• [Selected passage]
=-=-=
# Holiday booked for Signing on Day - What to do?



## toblerone3 (Aug 20, 2010)

I've just realised that I've booked myself on a holiday next month which includes the day when I'm supposed to be signing on for JSA. Its effectively only a long weekend (four days). But I will be out of the country. What's the best thing to do in this situation? 

I seem to remember that there was a thread on here recently about this issue but I can't find it.


----------



## A. Spies (Aug 20, 2010)

You could tell them what's happened cos won't you only lose 4 days JSA? Or ring them and change the date for a family matter-they probly wont check up?


----------



## AnnO'Neemus (Aug 20, 2010)

If you tell them that you are out of the country they will stop and start your claim.  Which will have a hugely fucking inconvenient knock on effect on any council tax benefit and housing benefit claims you may have.  Technically, you would have to declare that you were on 'nil income' for that period, and you should still be allowed housing benefit and council tax benefit.  But it will probably be a total ball ache and you'll have to provide proof for everything, fill in all the forms all over again and run the risk of the incompetent inefficient fuckers fucking up your claim and delaying payments. 

In my experience, when I was due to sign on on a Friday, but missed the signing on day, and I went in on Tuesday and explained that I was out of the country due to visiting a seriously ill family member in hospital in Germany because family members are serving in the British army over there, and I'd returned to the UK on Monday but due to blizzards and cancelled flights and stuff I'd flown to a different airport and didn't make it back home in time on the Monday, but here I was... Well, the inhumane totally lacking in compassion cunts stopped my claim (they told me "it's the rules", but I've since been told it's more discretionary than they led me to believe).

You have a choice.

You can either:

(a) tell them the truth, that you're going to miss your signing on day because you're out of the country, in which case, you're going to be right royally fucked and thrown headfirst into a Kafkaesque bureaucratic nightmare of stopping and starting JSA claims, housing benefit and council tax benefit claims and hoping to god they don't fuck it all up and you don't end up in rent arrears and debt.
=-=-=
• [Provided information]

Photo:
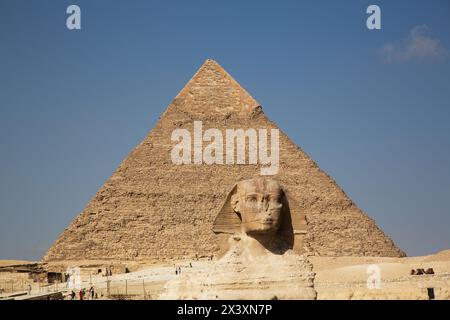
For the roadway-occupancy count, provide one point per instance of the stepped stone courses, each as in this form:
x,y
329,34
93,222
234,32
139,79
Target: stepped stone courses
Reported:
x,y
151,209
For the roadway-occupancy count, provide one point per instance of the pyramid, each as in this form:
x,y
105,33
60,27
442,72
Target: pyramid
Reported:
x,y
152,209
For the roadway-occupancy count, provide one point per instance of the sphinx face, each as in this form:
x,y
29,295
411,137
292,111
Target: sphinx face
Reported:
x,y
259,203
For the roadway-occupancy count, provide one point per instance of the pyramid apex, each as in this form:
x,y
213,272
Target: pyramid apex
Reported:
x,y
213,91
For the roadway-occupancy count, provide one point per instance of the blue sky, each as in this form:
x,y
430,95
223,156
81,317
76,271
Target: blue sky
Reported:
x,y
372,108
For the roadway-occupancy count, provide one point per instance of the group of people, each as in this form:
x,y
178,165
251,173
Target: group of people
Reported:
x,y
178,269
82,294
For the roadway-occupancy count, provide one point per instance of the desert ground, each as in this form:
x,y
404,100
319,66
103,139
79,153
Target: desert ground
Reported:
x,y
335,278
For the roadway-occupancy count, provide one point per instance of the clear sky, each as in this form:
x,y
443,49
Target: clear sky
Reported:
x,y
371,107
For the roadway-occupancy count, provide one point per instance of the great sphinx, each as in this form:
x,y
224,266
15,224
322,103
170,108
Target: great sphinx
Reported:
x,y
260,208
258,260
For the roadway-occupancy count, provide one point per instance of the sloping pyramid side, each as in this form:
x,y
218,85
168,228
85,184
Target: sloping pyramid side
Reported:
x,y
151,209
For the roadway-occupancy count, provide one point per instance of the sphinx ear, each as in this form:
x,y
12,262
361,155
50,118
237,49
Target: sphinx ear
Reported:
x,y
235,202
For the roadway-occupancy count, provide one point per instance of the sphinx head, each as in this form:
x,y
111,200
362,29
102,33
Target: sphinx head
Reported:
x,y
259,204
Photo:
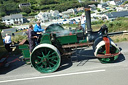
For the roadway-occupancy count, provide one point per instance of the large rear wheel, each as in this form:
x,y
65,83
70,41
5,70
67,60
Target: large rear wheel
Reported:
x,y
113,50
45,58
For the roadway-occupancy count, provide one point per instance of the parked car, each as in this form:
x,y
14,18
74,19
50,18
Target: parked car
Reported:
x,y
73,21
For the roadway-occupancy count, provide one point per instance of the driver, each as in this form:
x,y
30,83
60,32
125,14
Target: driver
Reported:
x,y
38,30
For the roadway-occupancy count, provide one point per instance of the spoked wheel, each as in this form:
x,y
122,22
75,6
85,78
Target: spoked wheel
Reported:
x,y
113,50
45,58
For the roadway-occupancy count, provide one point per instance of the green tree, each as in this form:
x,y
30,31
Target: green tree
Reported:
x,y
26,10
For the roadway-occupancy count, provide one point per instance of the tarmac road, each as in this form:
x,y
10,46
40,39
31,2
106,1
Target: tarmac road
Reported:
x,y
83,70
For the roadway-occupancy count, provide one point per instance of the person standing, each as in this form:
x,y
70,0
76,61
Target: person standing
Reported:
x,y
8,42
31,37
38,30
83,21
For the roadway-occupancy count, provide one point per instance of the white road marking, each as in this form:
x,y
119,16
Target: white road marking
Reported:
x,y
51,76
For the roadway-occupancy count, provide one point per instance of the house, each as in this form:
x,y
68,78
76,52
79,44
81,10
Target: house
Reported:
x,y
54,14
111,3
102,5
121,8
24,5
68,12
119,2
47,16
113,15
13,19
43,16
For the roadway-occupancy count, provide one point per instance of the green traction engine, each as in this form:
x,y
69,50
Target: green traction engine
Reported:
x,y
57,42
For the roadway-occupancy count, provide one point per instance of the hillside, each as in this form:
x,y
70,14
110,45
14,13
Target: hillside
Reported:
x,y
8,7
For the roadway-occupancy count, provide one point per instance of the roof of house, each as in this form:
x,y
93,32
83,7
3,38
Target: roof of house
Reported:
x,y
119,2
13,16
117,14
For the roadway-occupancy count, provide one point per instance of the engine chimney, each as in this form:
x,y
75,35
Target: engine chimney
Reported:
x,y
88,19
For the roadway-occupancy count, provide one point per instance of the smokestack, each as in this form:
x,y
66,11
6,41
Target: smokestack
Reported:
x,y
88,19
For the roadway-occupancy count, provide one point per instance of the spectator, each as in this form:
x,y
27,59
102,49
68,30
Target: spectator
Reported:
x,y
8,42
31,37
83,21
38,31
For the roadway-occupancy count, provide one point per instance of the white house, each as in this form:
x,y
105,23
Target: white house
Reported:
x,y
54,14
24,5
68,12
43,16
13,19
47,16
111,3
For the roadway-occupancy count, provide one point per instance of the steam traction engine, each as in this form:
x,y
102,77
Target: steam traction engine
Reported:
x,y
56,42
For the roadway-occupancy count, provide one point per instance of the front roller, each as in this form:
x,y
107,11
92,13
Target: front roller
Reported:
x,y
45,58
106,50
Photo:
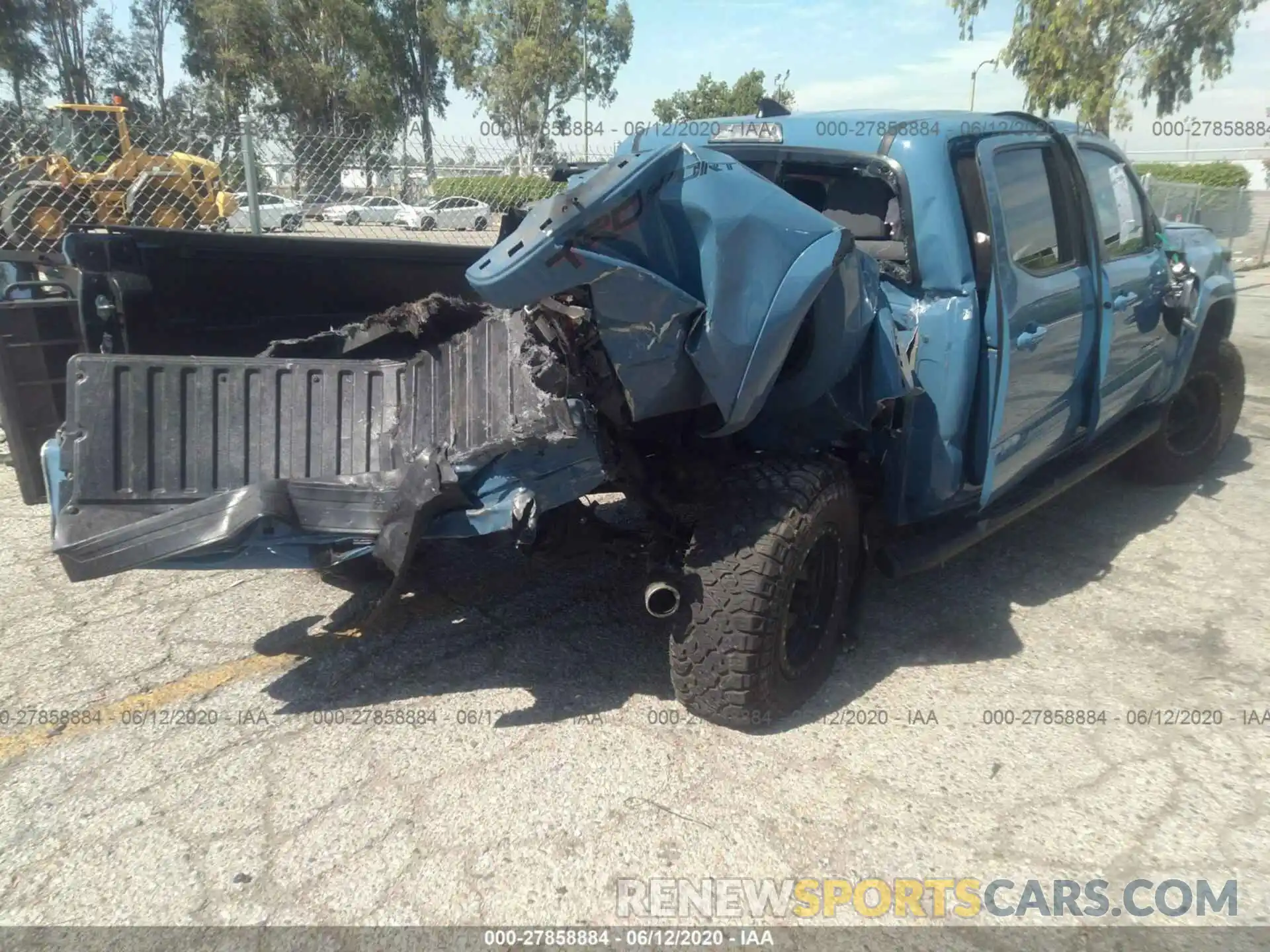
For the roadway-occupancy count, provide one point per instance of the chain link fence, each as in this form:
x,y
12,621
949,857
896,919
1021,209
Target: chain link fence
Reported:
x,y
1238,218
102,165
=-=-=
• [Activity]
Carry on the forum thread about a holiday that falls on a JSA signing-on day, starting right after its last sentence and not continuing the material.

• [Exercise answer]
(b) do something else that's outwith the rules and probably fraudulent.

I - stupidly - told them the truth, because I went in to sign on two days later than I should, and they fucked me over.  It wouldn't be so bad if they just docked you a day or two days pay or whatever, it's the fucking domino effect nightmare of having to deal with incompetent town hall administrators to sort out the fucking aftermath.  I was end January/beginning of February.  My council tax still isn't sorted out.


----------



## toblerone3 (Aug 20, 2010)

AnnO'Neemus said:


> If you tell them that you are out of the country they will stop and start your claim.  Which will have a hugely fucking inconvenient knock on effect on any council tax benefit and housing benefit claims you may have.  Technically, you would have to declare that you were on 'nil income' for that period, and you should still be allowed housing benefit and council tax benefit.  But it will probably be a total ball ache and you'll have to provide proof for everything, fill in all the forms all over again and run the risk of the incompetent inefficient fuckers fucking up your claim and delaying payments.
> 
> In my experience, when I was due to sign on on a Friday, but missed the signing on day, and I went in on Tuesday and explained that I was out of the country due to visiting a seriously ill family member in hospital in Germany because family members are serving in the British army over there, and I'd returned to the UK on Monday but due to blizzards and cancelled flights and stuff I'd flown to a different airport and didn't make it back home in time on the Monday, but here I was... Well, the inhumane totally lacking in compassion cunts stopped my claim (they told me "it's the rules", but I've since been told it's more discretionary than they led me to believe).
> 
> ...



Whatever I do its not a good situation.   

I do have recent experience of accepting a temporary job for two days and managing to keep the claim ticking over. I think I did it under a rapid reclaim. A lot of paperwork and a lot of hassle but sorted out within two or three weeks. JSA was suspended for that week, but I can't remember whether HB and Council Tax benefit was affected.

I'm wondering whether this is going to be any worse than that.

I would prefer, it possible, to do it by the book. But hearing about cases such as yours makes me tempted to cook up some illness or family emergency. But I hate doing that sort of stuff. This pisses me off and makes me feel I wont even enjoy my holiday. What utter cunts they are.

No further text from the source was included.